▶ Lesetext:
====
Vom Wohnzimmer ins Parlament

Die Erfurter Partei Demokratie Direkt wurde erst vor ein paar Monaten gegründet und tritt jetzt schon bei der Europawahl an.

Von Mathis Brinkmann und Daniel Neumann

Zum Gespräch im Parteiwohnzimmer | Foto: Julian Hoffmann

Chris Rombeck führt uns durch die Parteizentrale, die momentan noch in der WG im Erfurter Zentrum liegt. Das Parteibüro ist im Zimmer des ehemaligen Mitbewohners, der inzwischen ausgezogen ist. Es ist nur mit einem Schreibtisch und einem Laptop ausgestattet. In einer Ecke zeigt Chris uns den Stapel mit den Unterschriften, die sie sammeln mussten, um zur Europawahl zugelassen zu werden. Über 4.000 Menschen haben sie überzeugen können, sich einzutragen, einige hundert davon auch in Jena. „Das ist Rekord“, meint Chris. Keine andere Partei habe bislang in so kurzer Zeit nach der Gründung die Zulassung zu einer bundesdeutschen Wahl bekommen.
Chris schreibt eigentlich gerade seine Doktorarbeit an der Uni in Erfurt zum Thema In-vitro-Fleisch, also im Reagenzglas gezüchtete Fleisch-Zellen. Dieses Vorhaben ruht erstmal, da er vor Kurzem mit ein paar Freunden die Partei Demokratie Direkt gegründet hat und nun zur Europawahl im Mai antritt. Bewegt dazu hat sie die Vorstellung, dass das Idealbild einer Demokratie noch nicht erreicht sei. „Lobbygruppen beeinflussen Abgeordnete, die Menschen aber nicht.“ Zusammen haben sie daher ein Konzept entwickelt, das sich laut eigener Aussage „fundamental von anderen Parteien unterscheidet“.
====
▶ Daten:
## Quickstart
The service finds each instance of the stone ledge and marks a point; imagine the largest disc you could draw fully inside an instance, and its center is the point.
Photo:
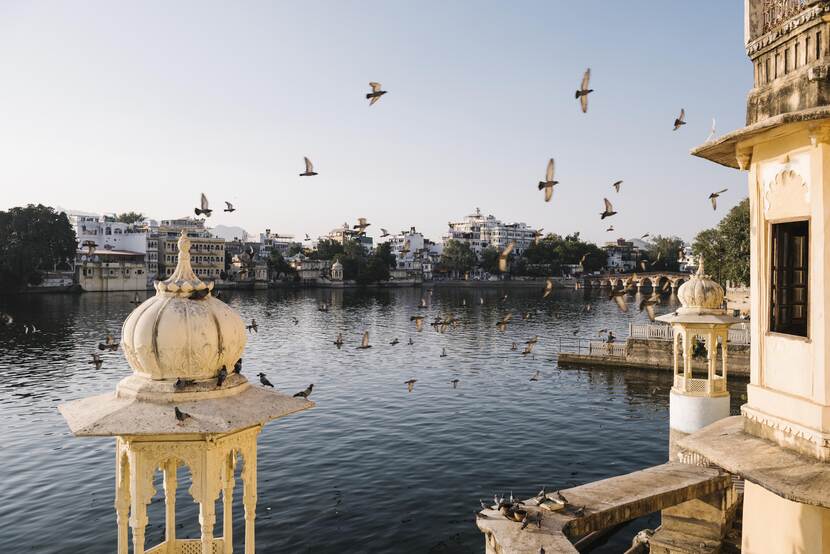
====
▶ Aufgaben:
a: Wie viele Menschen haben laut dem Artikel über Demokratie Direkt unterschrieben, damit die Partei zur Europawahl zugelassen wird?
b: Gib aus dem Artikel über Demokratie Direkt alles von „Vom Wohnzimmer ins“ bis einschließlich „bundesdeutschen Wahl bekommen.“ wortgetreu wieder.

▶ Antworten:
a: Über 4.000 Menschen.

b:
Vom Wohnzimmer ins Parlament

Die Erfurter Partei Demokratie Direkt wurde erst vor ein paar Monaten gegründet und tritt jetzt schon bei der Europawahl an.

Von Mathis Brinkmann und Daniel Neumann

Zum Gespräch im Parteiwohnzimmer | Foto: Julian Hoffmann

Chris Rombeck führt uns durch die Parteizentrale, die momentan noch in der WG im Erfurter Zentrum liegt. Das Parteibüro ist im Zimmer des ehemaligen Mitbewohners, der inzwischen ausgezogen ist. Es ist nur mit einem Schreibtisch und einem Laptop ausgestattet. In einer Ecke zeigt Chris uns den Stapel mit den Unterschriften, die sie sammeln mussten, um zur Europawahl zugelassen zu werden. Über 4.000 Menschen haben sie überzeugen können, sich einzutragen, einige hundert davon auch in Jena. „Das ist Rekord“, meint Chris. Keine andere Partei habe bislang in so kurzer Zeit nach der Gründung die Zulassung zu einer bundesdeutschen Wahl bekommen.